§ **Document text**
*** Begin section ***
Yet no matter who was living, working, or relaxing in Southampton, yearround or just during the summer months, one thing everyone could agree on was the area’s natural beauty, which has lured people to this region for thousands of years. “People come here for the same reasons the Paleo Indians did 10,000 years ago,” says Edmonds. “The abundant wildlife and lots of sun. Southampton is a beautiful place: a place for privacy, to get away, and to relax.”
Once the railroad and Long Island Expressway stretched across the East End, Southampton became a destination for wealthy visitors yet still held on to its rural heritage.
When the Long Island Railroad extended its reach towards Montauk in the 1870s, it was providing transport to a world that was still somewhat sleepy and untouched. Southampton was not yet considered fancy. But over the course of the 20th century, when access to the renowned sandy white beaches and bucolic landscape became more robust, an almost insatiable fever overcame New Yorkers desperate to visit.
*** End section ***
§ **Records supplied**
*** Begin section ***
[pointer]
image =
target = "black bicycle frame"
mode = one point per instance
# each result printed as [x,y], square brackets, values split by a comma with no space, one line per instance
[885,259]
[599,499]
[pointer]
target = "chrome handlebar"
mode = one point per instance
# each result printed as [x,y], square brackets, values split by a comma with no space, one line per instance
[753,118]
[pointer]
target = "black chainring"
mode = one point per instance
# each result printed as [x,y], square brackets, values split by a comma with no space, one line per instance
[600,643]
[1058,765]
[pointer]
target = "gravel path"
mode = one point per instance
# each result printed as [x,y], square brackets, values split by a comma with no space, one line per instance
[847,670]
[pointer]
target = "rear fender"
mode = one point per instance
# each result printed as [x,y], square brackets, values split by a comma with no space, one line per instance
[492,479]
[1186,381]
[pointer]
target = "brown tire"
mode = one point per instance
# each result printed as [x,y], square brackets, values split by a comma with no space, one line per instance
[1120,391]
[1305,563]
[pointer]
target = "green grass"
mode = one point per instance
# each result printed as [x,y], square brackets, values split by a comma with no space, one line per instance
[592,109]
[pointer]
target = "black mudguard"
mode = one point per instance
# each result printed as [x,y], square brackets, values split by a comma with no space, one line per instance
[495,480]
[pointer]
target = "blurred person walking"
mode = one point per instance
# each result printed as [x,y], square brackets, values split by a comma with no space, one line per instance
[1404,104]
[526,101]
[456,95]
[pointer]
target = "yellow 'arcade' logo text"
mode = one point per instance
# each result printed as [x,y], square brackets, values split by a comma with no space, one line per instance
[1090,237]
*** End section ***
§ **Check your understanding**
1. Answer these questions using the Southampton text:
(a) According to Edmonds, which people came to the area for the same reasons 10,000 years ago?
(b) In what decade did the Long Island Railroad extend its reach towards Montauk?
(c) Besides the railroad, what stretched across the East End?
2. Proceed with the Southampton text, picking up after its final sentence.
The entries play no part in what is asked here.

§ **Exercise answers**
1.
(a) The Paleo Indians.
(b) The 1870s.
(c) The Long Island Expressway.

2.
In the 1900s, established families would arrive in Southampton by railroad in a big procession. According to Tom Edmonds, executive director of the Southampton Historical Museum, a big household would rent out entire railroad cars for their servants, children, baggage, and furniture. Often local crowds would gather to watch these families disembark. “The Biddle Dukes wanted to avoid embarrassment in having all of their luggage inspected by onlookers, so they built Elm Street as a back road to their house so they wouldn’t have to be an object of public spectacle,” Edmonds recounts.
With the new wealth came the arrival of private clubs, where the rich could pursue their hobbies and sports. The Meadow Club, with beautiful grass tennis courts, was founded in the late 1880s. Shinnecock Hills Golf Club (“Shinnecock”) was founded in 1891 and is one the oldest incorporated golf clubs in the US. The National Golf Links of America (“National”) was founded in 1908, nearby. The Bathing Corp., known as the “Beach Club,” was established on the ocean on Gin Lane in 1923. All of those clubs exist today and are considered amongst the most exclusive enclaves in the world.
It was in the 1920s that a new breed arrived in Southampton—the Irish Catholics. Morgan J. O’Brien— known always as Judge O’Brien—bought a grand oceanfront estate called Villa Mille Fiori from the Boardman family. According to historian Stephen Birmingham’s book Real Lace, “the Irish would not be accepted in Newport and they knew it…. It has been said that Southampton was colonized in reaction to old-line Newport… newer rich families who, if they wanted a strip of Atlantic seashore for themselves, they had to look elsewhere.” And so they did.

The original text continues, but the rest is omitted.